Repeat the records exactly, so that each line matches the original.

Saved entries
Start of Block

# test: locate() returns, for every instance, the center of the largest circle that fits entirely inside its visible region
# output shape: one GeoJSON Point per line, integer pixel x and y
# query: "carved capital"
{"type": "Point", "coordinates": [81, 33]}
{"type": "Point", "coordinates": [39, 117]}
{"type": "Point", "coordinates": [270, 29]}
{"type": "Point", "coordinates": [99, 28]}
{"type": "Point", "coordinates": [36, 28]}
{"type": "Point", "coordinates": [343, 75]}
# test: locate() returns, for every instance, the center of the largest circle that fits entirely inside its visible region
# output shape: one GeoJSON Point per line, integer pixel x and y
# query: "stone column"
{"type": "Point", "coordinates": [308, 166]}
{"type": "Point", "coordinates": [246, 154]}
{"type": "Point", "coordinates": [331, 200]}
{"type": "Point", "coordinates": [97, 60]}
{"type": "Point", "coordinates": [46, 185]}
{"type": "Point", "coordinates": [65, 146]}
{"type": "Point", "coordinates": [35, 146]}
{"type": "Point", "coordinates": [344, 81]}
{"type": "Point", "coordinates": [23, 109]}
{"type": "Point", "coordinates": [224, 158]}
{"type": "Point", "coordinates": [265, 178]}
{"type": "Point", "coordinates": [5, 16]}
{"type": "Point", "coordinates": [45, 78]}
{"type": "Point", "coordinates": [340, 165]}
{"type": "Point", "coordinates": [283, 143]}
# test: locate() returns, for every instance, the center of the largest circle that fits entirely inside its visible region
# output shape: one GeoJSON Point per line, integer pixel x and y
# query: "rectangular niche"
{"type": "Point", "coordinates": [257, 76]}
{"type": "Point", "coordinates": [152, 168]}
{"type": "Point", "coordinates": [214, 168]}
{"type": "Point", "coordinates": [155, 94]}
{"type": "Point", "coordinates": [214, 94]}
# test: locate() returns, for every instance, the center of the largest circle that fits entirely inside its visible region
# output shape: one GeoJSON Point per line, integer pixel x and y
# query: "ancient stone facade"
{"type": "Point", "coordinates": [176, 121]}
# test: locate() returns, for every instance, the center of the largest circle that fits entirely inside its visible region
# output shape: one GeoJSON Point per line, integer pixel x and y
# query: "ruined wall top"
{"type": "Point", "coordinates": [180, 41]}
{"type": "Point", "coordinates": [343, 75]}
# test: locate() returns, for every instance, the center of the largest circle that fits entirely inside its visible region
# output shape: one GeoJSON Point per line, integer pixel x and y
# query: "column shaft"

End of Block

◆ **WORKED SOLUTION**
# test: locate() returns, for every instance, the center of the largest circle that fits entirely inside its visible region
# output shape: one GeoJSON Point per line, integer pixel x and y
# query: "carved capital"
{"type": "Point", "coordinates": [81, 33]}
{"type": "Point", "coordinates": [39, 117]}
{"type": "Point", "coordinates": [270, 29]}
{"type": "Point", "coordinates": [99, 28]}
{"type": "Point", "coordinates": [36, 28]}
{"type": "Point", "coordinates": [343, 75]}
# test: locate() returns, for every instance, the center of the largest circle that fits entirely inside its visible region
# output shape: one GeoJSON Point per line, integer pixel x and y
# query: "stone column"
{"type": "Point", "coordinates": [308, 166]}
{"type": "Point", "coordinates": [246, 154]}
{"type": "Point", "coordinates": [331, 200]}
{"type": "Point", "coordinates": [97, 60]}
{"type": "Point", "coordinates": [46, 185]}
{"type": "Point", "coordinates": [65, 146]}
{"type": "Point", "coordinates": [35, 146]}
{"type": "Point", "coordinates": [344, 81]}
{"type": "Point", "coordinates": [23, 109]}
{"type": "Point", "coordinates": [224, 158]}
{"type": "Point", "coordinates": [265, 178]}
{"type": "Point", "coordinates": [5, 16]}
{"type": "Point", "coordinates": [45, 78]}
{"type": "Point", "coordinates": [340, 165]}
{"type": "Point", "coordinates": [283, 143]}
# test: locate() returns, for every instance, the center of the largest circle that fits entirely inside its visible region
# output shape: one GeoJSON Point per line, integer pixel x and y
# query: "rectangular niche"
{"type": "Point", "coordinates": [257, 76]}
{"type": "Point", "coordinates": [152, 168]}
{"type": "Point", "coordinates": [214, 168]}
{"type": "Point", "coordinates": [155, 94]}
{"type": "Point", "coordinates": [214, 94]}
# test: locate() returns, for every instance, the center of the largest circle that fits entirely inside its visible region
# output shape: one GeoJSON Point per line, integer pixel x and y
# query: "ancient stone facade"
{"type": "Point", "coordinates": [176, 121]}
# test: locate() returns, for every instance, the center of the largest circle that fits entirely inside its visible region
# output shape: one GeoJSON Point per line, integer pixel x and y
# query: "ruined wall top"
{"type": "Point", "coordinates": [180, 41]}
{"type": "Point", "coordinates": [343, 75]}
# test: locate() returns, for every instance, the center of the largest circle that fits entirely inside its visible region
# output shape: one GeoJSON Point per line, integer pixel x and y
# query: "column shaft"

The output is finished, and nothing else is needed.